Required action:
Each line below from the one containing "pixel 235 482" through the one containing "pixel 789 220" is to be given again exactly, and no line outside that span.

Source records
▼

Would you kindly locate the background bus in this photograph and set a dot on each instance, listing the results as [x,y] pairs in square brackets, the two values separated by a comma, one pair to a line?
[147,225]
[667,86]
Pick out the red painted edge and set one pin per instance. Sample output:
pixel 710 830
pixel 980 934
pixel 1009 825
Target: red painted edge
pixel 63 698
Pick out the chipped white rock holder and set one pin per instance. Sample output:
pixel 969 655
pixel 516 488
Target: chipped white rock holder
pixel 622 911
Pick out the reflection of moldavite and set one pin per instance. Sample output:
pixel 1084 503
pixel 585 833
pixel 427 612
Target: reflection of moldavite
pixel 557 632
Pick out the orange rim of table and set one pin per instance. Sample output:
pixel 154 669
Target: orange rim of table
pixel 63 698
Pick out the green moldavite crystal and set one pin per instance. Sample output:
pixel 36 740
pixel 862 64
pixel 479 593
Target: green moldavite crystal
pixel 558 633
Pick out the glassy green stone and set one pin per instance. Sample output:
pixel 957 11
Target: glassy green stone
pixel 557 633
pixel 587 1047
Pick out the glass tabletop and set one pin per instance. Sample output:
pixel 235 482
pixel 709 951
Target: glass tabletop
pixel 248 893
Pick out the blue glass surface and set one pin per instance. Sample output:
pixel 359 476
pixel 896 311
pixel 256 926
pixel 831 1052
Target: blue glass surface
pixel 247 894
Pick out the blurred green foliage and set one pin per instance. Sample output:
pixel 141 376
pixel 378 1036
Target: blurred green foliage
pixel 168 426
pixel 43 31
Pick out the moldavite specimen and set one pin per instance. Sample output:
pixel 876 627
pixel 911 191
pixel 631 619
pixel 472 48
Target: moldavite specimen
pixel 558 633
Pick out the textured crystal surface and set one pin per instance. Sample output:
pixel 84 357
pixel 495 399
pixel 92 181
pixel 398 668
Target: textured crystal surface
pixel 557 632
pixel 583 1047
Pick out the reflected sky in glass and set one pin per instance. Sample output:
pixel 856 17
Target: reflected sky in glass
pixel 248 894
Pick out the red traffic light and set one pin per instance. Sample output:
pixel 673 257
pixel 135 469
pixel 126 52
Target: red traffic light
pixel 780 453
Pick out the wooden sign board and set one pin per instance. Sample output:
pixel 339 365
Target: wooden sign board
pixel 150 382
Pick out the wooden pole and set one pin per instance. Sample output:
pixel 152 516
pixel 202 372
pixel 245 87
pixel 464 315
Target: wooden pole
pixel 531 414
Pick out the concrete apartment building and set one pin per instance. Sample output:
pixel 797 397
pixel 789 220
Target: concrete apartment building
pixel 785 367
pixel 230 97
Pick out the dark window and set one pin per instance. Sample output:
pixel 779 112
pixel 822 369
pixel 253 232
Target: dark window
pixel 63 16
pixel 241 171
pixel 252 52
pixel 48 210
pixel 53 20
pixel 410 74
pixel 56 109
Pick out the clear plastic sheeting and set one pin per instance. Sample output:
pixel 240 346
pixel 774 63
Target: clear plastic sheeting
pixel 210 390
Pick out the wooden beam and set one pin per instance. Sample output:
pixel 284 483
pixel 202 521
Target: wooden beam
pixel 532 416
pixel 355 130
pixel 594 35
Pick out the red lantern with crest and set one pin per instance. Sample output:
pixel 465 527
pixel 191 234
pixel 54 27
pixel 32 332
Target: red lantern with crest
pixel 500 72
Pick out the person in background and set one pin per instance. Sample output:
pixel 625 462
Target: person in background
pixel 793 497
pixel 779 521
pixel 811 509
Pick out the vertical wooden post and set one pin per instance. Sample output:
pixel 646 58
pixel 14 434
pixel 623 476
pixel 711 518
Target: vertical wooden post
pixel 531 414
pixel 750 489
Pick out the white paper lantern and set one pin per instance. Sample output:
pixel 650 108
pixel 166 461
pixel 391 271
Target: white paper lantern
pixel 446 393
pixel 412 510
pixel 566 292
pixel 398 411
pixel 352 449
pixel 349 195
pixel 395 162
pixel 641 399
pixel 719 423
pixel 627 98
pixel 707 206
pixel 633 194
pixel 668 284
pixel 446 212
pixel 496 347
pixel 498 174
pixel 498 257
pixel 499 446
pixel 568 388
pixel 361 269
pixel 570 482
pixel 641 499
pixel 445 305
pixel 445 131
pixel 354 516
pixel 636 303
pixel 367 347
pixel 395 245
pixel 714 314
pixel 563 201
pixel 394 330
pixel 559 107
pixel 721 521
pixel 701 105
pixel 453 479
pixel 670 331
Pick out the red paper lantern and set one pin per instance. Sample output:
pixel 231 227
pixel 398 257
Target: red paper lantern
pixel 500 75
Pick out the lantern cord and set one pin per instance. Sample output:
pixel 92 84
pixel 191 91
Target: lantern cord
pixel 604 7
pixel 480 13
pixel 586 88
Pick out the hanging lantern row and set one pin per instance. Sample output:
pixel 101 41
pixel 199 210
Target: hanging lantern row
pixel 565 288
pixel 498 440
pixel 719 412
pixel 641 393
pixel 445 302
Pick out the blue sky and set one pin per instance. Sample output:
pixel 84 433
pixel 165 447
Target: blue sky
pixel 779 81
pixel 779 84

▲

Output for this task:
pixel 235 482
pixel 709 951
Target: glass tabletop
pixel 248 893
Pick out the blue glass surface and set one pin per instance. Sample output:
pixel 359 476
pixel 896 311
pixel 256 926
pixel 831 1052
Target: blue glass surface
pixel 247 894
Pick out the blurred green foliage and set one pin per instance. Sample output:
pixel 141 376
pixel 378 1036
Target: blurred green foliage
pixel 168 426
pixel 43 31
Pick out the moldavite specimen and set one pin per instance. Sample output:
pixel 876 627
pixel 911 191
pixel 631 619
pixel 472 48
Target: moldavite specimen
pixel 558 633
Pick out the textured crystal surface and set one pin per instance. Sample output:
pixel 84 357
pixel 495 399
pixel 92 181
pixel 398 668
Target: textured crystal surface
pixel 557 632
pixel 583 1047
Pick out the reflected sky in glass and set one pin per instance. Sample output:
pixel 856 17
Target: reflected sky in glass
pixel 248 894
Pick out the red traffic light and set one pin per instance. Sample output:
pixel 673 257
pixel 135 469
pixel 126 52
Target: red traffic light
pixel 780 453
Pick out the wooden sign board and set one pin per instance. Sample output:
pixel 339 365
Target: wooden sign board
pixel 150 382
Pick out the wooden pole and set one pin per instance. Sample output:
pixel 152 516
pixel 202 372
pixel 245 87
pixel 464 315
Target: wooden pole
pixel 531 414
Pick out the concrete apartment building and set one pin per instance. Sample output:
pixel 797 397
pixel 789 220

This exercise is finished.